** KUTIPAN SUMBER **
════════════════════
Selamat datang relawan
politik
Seperti
telah disebut, motif kerelawanan selalu beragam. Begitu pula keragaman
penyebab munculnya kerelawanan politik. Namun, lonjakan ketidakpercayaan
terhadap wahana dan pelaku politik konvensional dewasa ini rupanya merupakan
faktor sentral dalam keragaman penyebab. Bahkan, kerelawanan politik itu kini
pesat bukan hanya di Jakarta, tetapi juga subur di sejumlah daerah.
Gejalanya, asosiasi-asosiasi relawan menampilkan calon-calon independen yang
ditolak atau tidak didukung partai.
════════════════════
** PERINTAH TUGAS **
Teruskan kutipan tentang kerelawanan politik di atas, mulai setelah kalimat terakhirnya. Data berikut merupakan bahan tersendiri yang terpisah dari kutipan di atas.

** DATA MENTAH **
════════════════════
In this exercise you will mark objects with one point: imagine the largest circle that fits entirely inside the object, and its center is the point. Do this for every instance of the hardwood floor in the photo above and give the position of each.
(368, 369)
════════════════════
** JAWABAN **
Untuk
mengatakan era partai politik telah berakhir pastilah gegabah. Dan mengatakan
bahwa inilah saatnya partai politik membenahi serta mengaca diri tentulah
klise. Partai politik akan jadi kendaraan politik untuk jangka panjang,
sepanjang yang dapat kita bayangkan. Namun, justru karena memegang privilese sebagai
kendaraan utama, partai politik seperti hidup di dunianya sendiri dalam
urusan representasi demokratis, lalu membentuk oligarki elektoral yang
tertutup. Bahkan, dalam banyak hal dapat dikatakan partai-partai politik di
Indonesia telah menjadi semacam kesultanan, dengan fungsionaris dan
organisasi partai sebagai birokrasi kepanjangan kehendak pribadi "sang
sultan", lengkap dengan ciri personalisasi.
Itulah
mengapa sosok-sosok kepemimpinan yang dikenal berintegritas tak mudah memakai
kereta partai. Sosok-sosok seperti itu justru menjadi musuh partai apabila
para "sultan" tidak berkenan kepada mereka. Tambahkan faktor
seperti politik uang (money politics),
urusan dinasti politik, distribusi proyek-proyek rente, dan lain-lain. Maka,
jadilah kerontokan kualitas proses politik seperti hari ini.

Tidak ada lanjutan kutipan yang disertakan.